In the news report on the Russian Orthodox Church's Bishops' Council, translate this sentence into Spanish: "Patriarch Alexiy II, the Church's head, opened the proceedings at the Cathedral of Christ the Saviour, a 19th century landmark demolished by Stalin but rebuilt in the 1990s by Moscow's current mayor, Mr Yuri Luzhkov."

### Reading text
########################################

Russia's Orthodox leaders to discuss sainthood for murdered Tsar Nicholas II

The leadership of the Russian Orthodox Church gathered at a rebuilt cathedral in Moscow yesterday for a jubilee-year Bishops' …

The leadership of the Russian Orthodox Church gathered at a rebuilt cathedral in Moscow yesterday for a jubilee-year Bishops' Council, with the historic question of sainthood for the murdered last tsar on the agenda.

Patriarch Alexiy II, the Church's head, opened the proceedings at the Cathedral of Christ the Saviour, a 19th century landmark demolished by Stalin but rebuilt in the 1990s by Moscow's current mayor, Mr Yuri Luzhkov.

The building, much larger than classical Russian churches and supporting a huge gold dome and glowing white marble facade, has come to symbolise the resurrection of Russia's church after 70 years of officially atheist communist rule.

So has the renewed reverence for Nicholas II, the last Russian tsar, who was killed with his family by Bolsheviks in April 1918.

READ MORE

Nicholas is poorly regarded by western historians - the Encyclopaedia Britannica says he is "generally judged as an inept and autocratic ruler" - but he has become a focus of esteem in a post-soviet Russia eager for heroes from the past.

########################################

### Source data
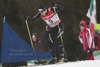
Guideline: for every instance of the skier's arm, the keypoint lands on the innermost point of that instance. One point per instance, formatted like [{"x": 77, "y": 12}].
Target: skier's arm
[{"x": 57, "y": 7}]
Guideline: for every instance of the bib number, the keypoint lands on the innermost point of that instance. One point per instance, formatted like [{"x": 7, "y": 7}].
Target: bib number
[{"x": 51, "y": 21}]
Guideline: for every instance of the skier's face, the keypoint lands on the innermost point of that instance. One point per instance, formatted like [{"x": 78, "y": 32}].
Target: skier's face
[
  {"x": 81, "y": 28},
  {"x": 43, "y": 13}
]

########################################

### Finished exercise
El patriarca Alexiy II, cabeza de la Iglesia, inauguró las sesiones en la Catedral de Cristo Salvador, un emblema del siglo XIX demolido por Stalin pero reconstruido en la década de 1990 por el actual alcalde de Moscú, el señor Yuri Luzhkov.